What you have to do –
Omit all images. Write out the rest of the material exactly.

Object point labels

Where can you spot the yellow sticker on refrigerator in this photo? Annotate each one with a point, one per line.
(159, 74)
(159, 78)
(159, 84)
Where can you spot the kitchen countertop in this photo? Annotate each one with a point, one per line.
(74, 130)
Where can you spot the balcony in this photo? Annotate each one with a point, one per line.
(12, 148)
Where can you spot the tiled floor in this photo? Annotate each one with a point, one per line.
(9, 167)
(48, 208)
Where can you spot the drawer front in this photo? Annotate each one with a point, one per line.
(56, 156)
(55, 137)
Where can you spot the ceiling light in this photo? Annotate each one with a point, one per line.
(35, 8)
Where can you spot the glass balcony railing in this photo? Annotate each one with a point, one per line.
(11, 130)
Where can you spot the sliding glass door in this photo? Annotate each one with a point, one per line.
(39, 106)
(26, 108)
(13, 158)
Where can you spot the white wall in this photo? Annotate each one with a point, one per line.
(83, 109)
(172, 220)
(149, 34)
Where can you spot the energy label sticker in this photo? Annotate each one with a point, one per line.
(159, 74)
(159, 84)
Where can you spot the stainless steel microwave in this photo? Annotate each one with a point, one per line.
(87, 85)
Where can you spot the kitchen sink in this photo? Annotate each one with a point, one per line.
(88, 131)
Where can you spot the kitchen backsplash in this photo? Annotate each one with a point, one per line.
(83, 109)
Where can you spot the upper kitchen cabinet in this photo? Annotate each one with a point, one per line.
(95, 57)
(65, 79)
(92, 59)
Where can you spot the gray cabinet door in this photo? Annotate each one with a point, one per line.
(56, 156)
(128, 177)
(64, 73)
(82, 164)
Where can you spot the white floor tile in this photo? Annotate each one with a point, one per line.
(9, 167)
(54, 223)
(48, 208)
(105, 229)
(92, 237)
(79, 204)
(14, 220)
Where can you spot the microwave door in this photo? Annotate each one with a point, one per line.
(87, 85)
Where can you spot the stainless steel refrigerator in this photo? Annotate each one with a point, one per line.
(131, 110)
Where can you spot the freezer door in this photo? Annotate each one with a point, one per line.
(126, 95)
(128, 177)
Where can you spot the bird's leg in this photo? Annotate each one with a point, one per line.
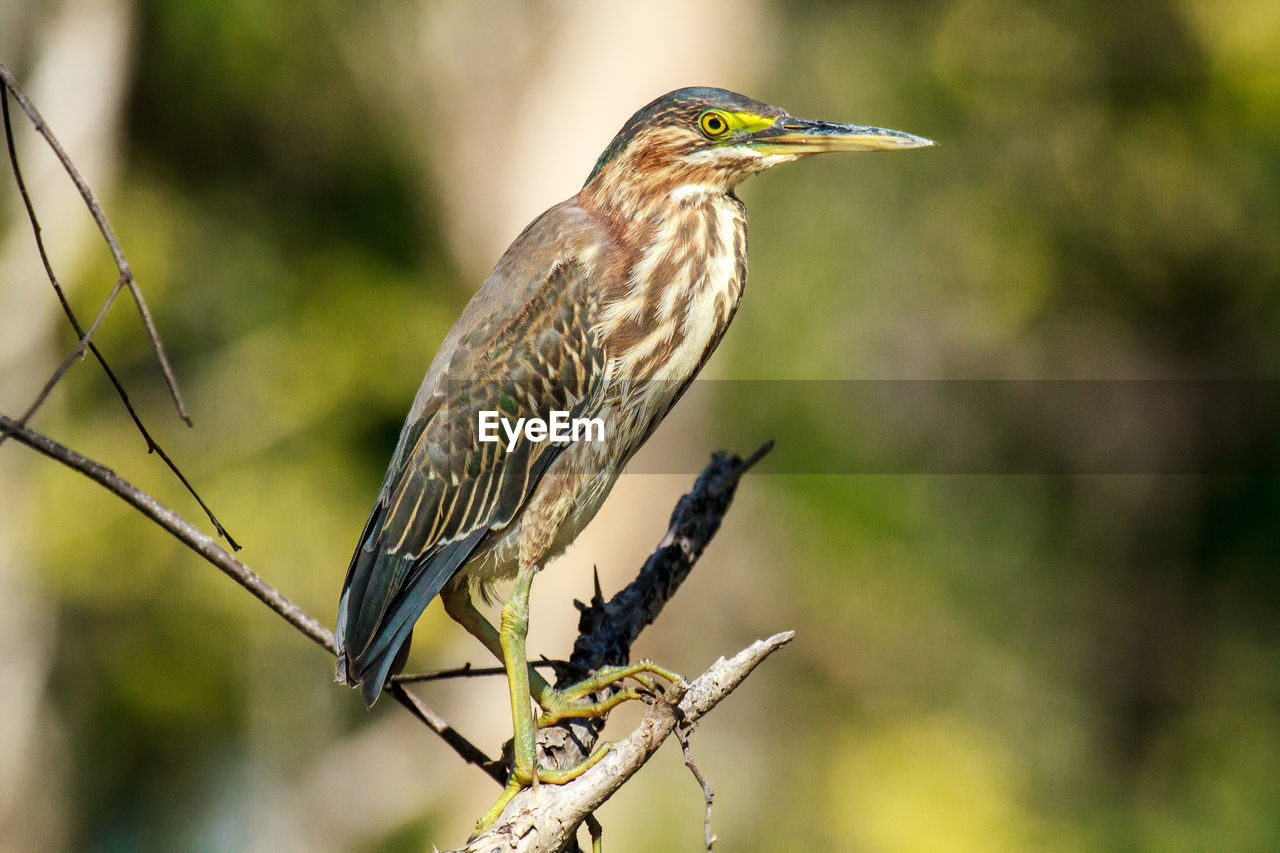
(460, 607)
(556, 705)
(566, 702)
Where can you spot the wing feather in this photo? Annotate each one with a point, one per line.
(446, 491)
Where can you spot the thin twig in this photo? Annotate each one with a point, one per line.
(74, 354)
(152, 446)
(682, 730)
(209, 548)
(470, 753)
(103, 226)
(467, 671)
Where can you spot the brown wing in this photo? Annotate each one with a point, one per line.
(446, 491)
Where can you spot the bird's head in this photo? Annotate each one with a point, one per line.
(713, 138)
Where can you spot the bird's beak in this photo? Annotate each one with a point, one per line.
(804, 136)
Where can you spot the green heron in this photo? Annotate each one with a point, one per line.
(606, 306)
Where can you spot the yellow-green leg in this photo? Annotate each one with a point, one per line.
(556, 703)
(508, 643)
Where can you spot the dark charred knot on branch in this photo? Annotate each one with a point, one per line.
(608, 629)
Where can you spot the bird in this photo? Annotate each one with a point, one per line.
(602, 310)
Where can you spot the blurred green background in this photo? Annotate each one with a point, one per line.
(310, 192)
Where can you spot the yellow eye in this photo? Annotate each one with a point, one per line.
(712, 123)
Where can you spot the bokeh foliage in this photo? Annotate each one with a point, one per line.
(986, 661)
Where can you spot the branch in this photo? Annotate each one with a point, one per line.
(126, 278)
(209, 548)
(99, 218)
(607, 630)
(543, 819)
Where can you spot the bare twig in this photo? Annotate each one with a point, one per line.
(435, 723)
(608, 629)
(126, 276)
(539, 819)
(209, 548)
(684, 728)
(466, 671)
(74, 354)
(103, 226)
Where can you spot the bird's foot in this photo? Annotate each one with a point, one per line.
(567, 702)
(519, 781)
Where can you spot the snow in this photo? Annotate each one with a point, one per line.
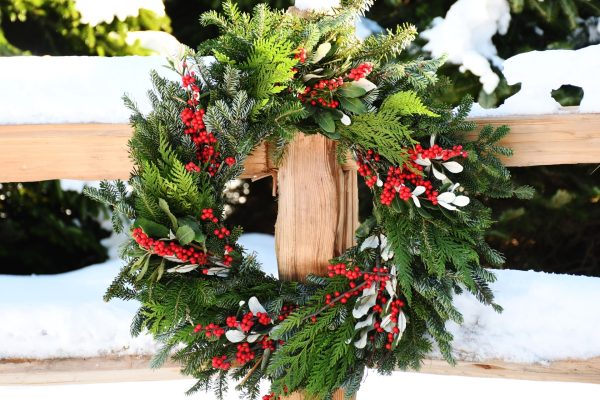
(546, 316)
(465, 37)
(540, 72)
(316, 5)
(40, 90)
(94, 12)
(406, 384)
(160, 43)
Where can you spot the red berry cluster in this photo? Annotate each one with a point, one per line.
(247, 322)
(300, 55)
(363, 167)
(267, 343)
(244, 354)
(193, 120)
(286, 311)
(169, 249)
(188, 79)
(221, 233)
(263, 318)
(378, 274)
(220, 362)
(207, 215)
(322, 93)
(192, 167)
(437, 152)
(361, 71)
(396, 308)
(214, 330)
(398, 178)
(231, 322)
(395, 184)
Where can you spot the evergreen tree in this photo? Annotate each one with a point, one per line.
(44, 229)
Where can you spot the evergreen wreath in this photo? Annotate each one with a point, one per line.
(385, 300)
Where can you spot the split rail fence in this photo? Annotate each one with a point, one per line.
(318, 214)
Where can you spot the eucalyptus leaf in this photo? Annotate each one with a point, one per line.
(144, 269)
(353, 105)
(362, 340)
(321, 52)
(151, 228)
(350, 91)
(325, 121)
(182, 269)
(162, 203)
(254, 337)
(235, 335)
(185, 234)
(255, 306)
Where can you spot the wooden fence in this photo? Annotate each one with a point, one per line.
(318, 213)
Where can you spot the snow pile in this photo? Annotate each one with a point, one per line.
(39, 90)
(465, 36)
(160, 43)
(540, 72)
(94, 12)
(546, 316)
(374, 386)
(55, 316)
(316, 5)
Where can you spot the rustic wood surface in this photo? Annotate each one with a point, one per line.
(135, 368)
(99, 151)
(317, 213)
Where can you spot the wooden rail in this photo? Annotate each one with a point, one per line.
(99, 151)
(135, 368)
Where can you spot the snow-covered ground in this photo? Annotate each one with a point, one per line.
(547, 316)
(405, 385)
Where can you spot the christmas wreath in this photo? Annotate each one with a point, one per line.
(386, 300)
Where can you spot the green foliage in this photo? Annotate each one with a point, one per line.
(275, 74)
(45, 230)
(54, 27)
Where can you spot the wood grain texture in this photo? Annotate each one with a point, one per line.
(99, 151)
(318, 207)
(566, 138)
(135, 368)
(317, 213)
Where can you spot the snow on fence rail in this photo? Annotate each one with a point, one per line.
(46, 106)
(99, 151)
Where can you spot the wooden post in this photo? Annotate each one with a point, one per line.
(318, 211)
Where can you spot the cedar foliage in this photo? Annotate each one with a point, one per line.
(249, 96)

Written response –
Where can you spot the yellow sticker on refrigerator in this photo? Annotate each one with a point, one per line.
(159, 74)
(159, 78)
(159, 84)
Where can you spot the kitchen countertop in this photo? Annotate each one with a point, one per line.
(74, 130)
Where can you spot the balcony in this photo? Annotate each one with a point, one per line.
(12, 148)
Where can you spot the tiled floor in this photo? Annotate each one with a point, one per line.
(9, 167)
(48, 208)
Where can you spot the drawer front in this photo? Annotate each one with a point, one per line.
(56, 156)
(55, 137)
Where can you spot the ceiling light in this photo? Annotate each one with a point, one per line.
(35, 8)
Where can you spot the glass balcony railing in this photo? Annotate each one with a point, one per line.
(11, 130)
Where can you spot the sliding glass door in this photo? Annotate each one with a point, one per line.
(39, 106)
(26, 108)
(13, 158)
Where can you spot the white wall in this photo? Annotate each one with a point, one per line.
(83, 109)
(172, 220)
(149, 34)
Where can you spot the energy label sticker in this photo? Annotate each one with a point, one per line.
(159, 74)
(159, 84)
Where can you spot the stainless steel microwave in this photo? Annotate each one with a point, one per line.
(87, 85)
Where can you spot the kitchen sink in this photo? Annotate each one with a point, one per line.
(88, 131)
Where can you spot the kitchen backsplash in this photo? Annotate each one with a point, one per line.
(83, 109)
Where can you spot the upper kitchen cabinet in this photo? Annotate each one with a point, one per line.
(95, 57)
(65, 79)
(92, 59)
Where can you spot the gray cabinet door in this photo? Annotate each one with a point, one per line.
(56, 156)
(128, 177)
(64, 73)
(82, 164)
Where can you spot the white floor tile in this photo? Annotate each one with a point, one per line.
(9, 167)
(54, 223)
(48, 208)
(105, 229)
(92, 237)
(79, 204)
(14, 220)
Where can you spot the microwave door in this photo? Annotate each one with a point, one per line.
(87, 85)
Where can you spot the stainless steel refrigerator in this photo? Annotate each one with a point, one per line.
(131, 110)
Where can you spot the freezer door in this photo? Annotate each one with a point, one per line.
(126, 95)
(128, 177)
Where can you spot the bird's leg in this photo? Annotate each one with a point, one per line.
(460, 607)
(556, 705)
(566, 702)
Where can you spot the wing feather in this photo? Annotate each one with a point, one per line.
(446, 491)
Where can you spot the thin twig in this photo? Annotate each one with a point, one per line.
(74, 354)
(152, 446)
(682, 730)
(209, 548)
(470, 753)
(103, 226)
(467, 671)
Where can you spot the brown wing in this photo? Annotate each one with a point, one per line.
(446, 491)
Where can you spot the bird's head in this photo? Annotate each one with a point, one per line.
(713, 138)
Where can you spot the bird's beak in this photo? Annotate each one with a point, one per line.
(804, 136)
Where can you spot the green heron in this photo? Annotate each one with a point, one per line.
(606, 306)
Where can you spot the yellow-green leg in this photo? Annotate each one with a point, one per line.
(556, 703)
(508, 643)
Where can you spot the dark charred knot on branch in this photo? Annotate each one with a point, one per line.
(608, 629)
Where can you spot the bird in this photo? Annotate each one with a point, one per line.
(602, 310)
Where can you spot the blurred green background in this photo? Annotate each one with a point, one per line.
(310, 192)
Where can you spot the yellow eye in this photo? Annotate each one with a point, one per line.
(712, 123)
Where can you spot the bokeh foliage in this photo? Annotate each one with a point, one per line.
(986, 661)
Where can you spot the branch in this photo? Annotate each one with a point, one per line.
(126, 278)
(209, 548)
(99, 218)
(607, 630)
(543, 819)
Where can you spot the bare twig in this photo? Annotate each one with a point, one per line.
(435, 723)
(608, 629)
(126, 276)
(539, 819)
(209, 548)
(684, 728)
(466, 671)
(74, 354)
(103, 226)
Where can you spot the bird's foot in this photo? Annotate each one with a point, one per line.
(567, 702)
(519, 781)
Where can you spot the snow in this photo? Annotate each one with a point, one per line.
(546, 316)
(465, 37)
(540, 72)
(316, 5)
(40, 90)
(94, 12)
(406, 384)
(160, 43)
Where can you spot the red berry cluster in this photo? Annotate each one with a point, one per line.
(247, 322)
(300, 55)
(363, 167)
(267, 343)
(244, 354)
(193, 120)
(286, 311)
(169, 249)
(188, 79)
(221, 233)
(263, 318)
(378, 274)
(220, 362)
(207, 215)
(322, 93)
(192, 167)
(437, 152)
(361, 71)
(396, 308)
(214, 330)
(398, 178)
(231, 322)
(395, 184)
Where can you spot the evergreen tree in this photo? Annotate each one with a point, one per line.
(44, 229)
Where can you spot the evergreen wreath in this photo? Annotate each one with a point, one per line.
(385, 300)
Where can you spot the split rail fence in this photo? Annotate each one with a point, one per line.
(318, 214)
Where can you spot the eucalyptus leaf in this photo? Annotate each one with a point, one per line.
(144, 269)
(353, 105)
(362, 340)
(321, 52)
(151, 228)
(350, 91)
(325, 121)
(182, 269)
(162, 203)
(254, 337)
(235, 335)
(185, 234)
(255, 306)
Where can you spot the wooden fence in this photo? Annotate each one with a point, one per line.
(318, 213)
Where can you spot the snow pile in this photo? Annotate each one with a point, one per line.
(39, 90)
(465, 36)
(160, 43)
(540, 72)
(94, 12)
(546, 316)
(374, 386)
(55, 316)
(316, 5)
Where can you spot the rustic wood surface in this photo? Annotate each one with a point, one per line.
(135, 368)
(99, 151)
(317, 213)
Where can you spot the wooden rail in this photo? Annotate each one with a point, one per line.
(99, 151)
(135, 368)
Where can you spot the snow-covered ground in this photo? Annotate each one with a point, one per line.
(547, 316)
(405, 385)
Where can you spot the christmas wreath in this photo? Annotate each one with a point, one per line.
(386, 300)
Where can you spot the green foliage in this photo? Annotate each one with a point, one per line.
(275, 74)
(45, 230)
(54, 27)
Where can you spot the wood grain texture in this photo? Annotate each one with a point, one per line.
(99, 151)
(318, 207)
(566, 138)
(135, 368)
(317, 213)
Where can you spot the snow on fence rail in this photo? Annotate each one with a point, one per line.
(46, 106)
(99, 151)
Where can you spot the wooden post in this photo? Annotate each one with a point, one per line.
(318, 211)
Where can you spot the cedar foliage in this photo? Annotate each one with a point, one per line.
(249, 96)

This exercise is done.